# Stored items

▼

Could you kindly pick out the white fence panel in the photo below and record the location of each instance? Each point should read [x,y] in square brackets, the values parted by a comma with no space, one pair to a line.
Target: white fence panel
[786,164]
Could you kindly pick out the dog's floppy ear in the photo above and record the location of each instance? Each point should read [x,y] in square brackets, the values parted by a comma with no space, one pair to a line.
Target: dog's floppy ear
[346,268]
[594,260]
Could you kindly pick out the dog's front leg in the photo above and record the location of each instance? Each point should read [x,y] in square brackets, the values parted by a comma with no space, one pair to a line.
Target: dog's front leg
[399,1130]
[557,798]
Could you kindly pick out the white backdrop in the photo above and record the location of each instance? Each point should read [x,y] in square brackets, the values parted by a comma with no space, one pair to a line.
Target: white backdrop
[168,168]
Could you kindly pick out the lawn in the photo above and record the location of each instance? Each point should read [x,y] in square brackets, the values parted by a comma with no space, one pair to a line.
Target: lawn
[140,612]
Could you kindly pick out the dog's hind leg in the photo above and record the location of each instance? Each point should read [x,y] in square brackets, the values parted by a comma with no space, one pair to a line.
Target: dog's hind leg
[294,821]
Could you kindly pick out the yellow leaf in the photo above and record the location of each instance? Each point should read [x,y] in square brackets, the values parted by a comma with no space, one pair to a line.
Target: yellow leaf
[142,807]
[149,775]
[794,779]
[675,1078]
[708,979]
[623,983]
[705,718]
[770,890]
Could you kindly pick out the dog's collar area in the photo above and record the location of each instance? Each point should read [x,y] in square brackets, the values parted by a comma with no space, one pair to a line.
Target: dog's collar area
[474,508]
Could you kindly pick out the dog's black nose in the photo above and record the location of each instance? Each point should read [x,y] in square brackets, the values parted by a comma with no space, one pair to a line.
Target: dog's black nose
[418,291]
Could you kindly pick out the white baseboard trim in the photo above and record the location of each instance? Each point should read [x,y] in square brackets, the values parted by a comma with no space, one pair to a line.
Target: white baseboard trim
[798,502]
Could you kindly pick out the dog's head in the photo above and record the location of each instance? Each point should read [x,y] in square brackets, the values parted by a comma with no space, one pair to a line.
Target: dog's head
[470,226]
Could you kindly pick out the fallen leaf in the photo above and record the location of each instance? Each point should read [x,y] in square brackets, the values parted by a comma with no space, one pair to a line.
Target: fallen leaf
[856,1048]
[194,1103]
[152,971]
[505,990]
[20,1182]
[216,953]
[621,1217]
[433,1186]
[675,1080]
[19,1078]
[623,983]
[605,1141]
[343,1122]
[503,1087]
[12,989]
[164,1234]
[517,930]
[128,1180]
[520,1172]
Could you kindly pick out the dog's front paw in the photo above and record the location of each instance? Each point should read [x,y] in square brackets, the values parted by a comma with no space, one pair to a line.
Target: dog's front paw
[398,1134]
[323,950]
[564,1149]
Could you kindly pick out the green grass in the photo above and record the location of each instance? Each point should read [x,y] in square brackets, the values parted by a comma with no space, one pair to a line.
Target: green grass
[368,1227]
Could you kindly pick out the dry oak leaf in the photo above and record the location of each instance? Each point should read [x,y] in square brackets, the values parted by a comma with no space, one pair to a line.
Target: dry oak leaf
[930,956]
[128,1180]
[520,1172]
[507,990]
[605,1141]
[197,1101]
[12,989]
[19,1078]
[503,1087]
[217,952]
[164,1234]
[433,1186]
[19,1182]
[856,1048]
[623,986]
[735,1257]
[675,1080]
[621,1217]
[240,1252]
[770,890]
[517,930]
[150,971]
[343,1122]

▲

# What is being asked
Each record must be output exactly, with none omitted.

# Your response
Could you kindly pick out the white fence panel in the photo below and record the location of each instance? Each point should read [x,y] in square brackets, the values parted by a comma with no space, one pair to a line.
Target: white fence panel
[786,164]
Could you kindly pick out the dog's floppy ear in the photo above and record the location of each instance? Each point should read [x,y] in square brackets, the values parted by a comma with no space, one pair to a line.
Target: dog's floppy ear
[346,268]
[594,260]
Could you kindly pick out the dog's front leg in the photo above and record the location of each instance? Each point should read [x,y] in square brackets, the values parted by a comma with no space, one pair to a line.
Target: dog's front leg
[399,1130]
[557,798]
Could you kindly pick out the white backdrop in the photo above and record the location of each instance? Each point should read [x,y] in square brackets, the values parted by a comma with no space, one pair to a line.
Target: white backdrop
[168,168]
Could you kindly pick out the lawn in the photo above and record the location of each instance? Each point should read [x,y] in square brackets, the values parted by a comma with no space, one pair to a line.
Target: lawn
[140,612]
Could you kindly pick out the dog's hind leg in the photo above and record the location of each instance? Each point should read [x,y] in square brackets, the values parted by a comma with no space, one pair to a line.
Target: dog's hind leg
[294,821]
Could you kindly pick out the yellow leaf in the photo above and record the location of each instance? Each point should read [x,y] in square brackets, the values parted by a comma with no space, one pair to a line.
Target: yellow leaf
[142,807]
[149,775]
[794,779]
[675,1078]
[708,979]
[623,983]
[705,718]
[770,890]
Could you kindly pick out the dog's collar area in the photo above and record the location of each instance? Each point should read [x,y] in square brackets, the values parted by a comma with no space, one pair to a line.
Target: dog's collar area
[474,508]
Could you kindly pick out the dog's black nose in the photo above and record the location of each instance? Each point should read [x,y] in square brackets, the values parted by a comma with no space, one pair to a line.
Target: dog's black nose
[418,291]
Could you kindly pick out the white baseboard trim in the photo above and record the location of each instance? Each point should read [x,y] in square brackets, the values parted by a comma with no space, one pair to a line.
Target: white baseboard trim
[798,502]
Could you kindly pick out the dog's head in the photo above and record the location of each instance? Each point should read [x,y] in square brackets, the values parted by a comma with no space, one pair to a line.
Target: dog's head
[470,226]
Could you kindly pick out the fallen leaf in the photo above and record the location of each instance? Each point should read [x,y] in square brackets, the values parted by a comma with no space, one pair to a line.
Target: fallen leaf
[856,1048]
[194,1103]
[152,971]
[505,990]
[20,1182]
[216,953]
[621,1217]
[433,1186]
[675,1080]
[19,1078]
[623,983]
[605,1141]
[343,1122]
[503,1087]
[12,989]
[164,1234]
[517,930]
[128,1180]
[520,1172]
Could you kindly pick out the dog's front paw in the photo above and record the location of each instance? Each point should read [x,y] in square brackets, the values parted by a comma with no space, one pair to a line.
Target: dog's front paw
[398,1134]
[323,950]
[564,1149]
Could you kindly pick out the green grass in the photo above and record the location of each instance? Each point should read [x,y] in square brackets, the values parted by a comma with no space, one pair to a line.
Target: green grass
[368,1227]
Could you kindly pick out the dry oak leaf in the photo above and record the location of each instance? Each point should read [x,y] in square brackets, the values parted by a comma with no space, one pair to a line.
Target: dry oak leaf
[930,956]
[128,1180]
[520,1172]
[507,990]
[605,1141]
[197,1101]
[12,989]
[19,1078]
[503,1087]
[217,952]
[164,1234]
[433,1186]
[19,1182]
[856,1048]
[623,986]
[735,1257]
[675,1080]
[621,1217]
[240,1252]
[770,890]
[517,930]
[150,971]
[343,1122]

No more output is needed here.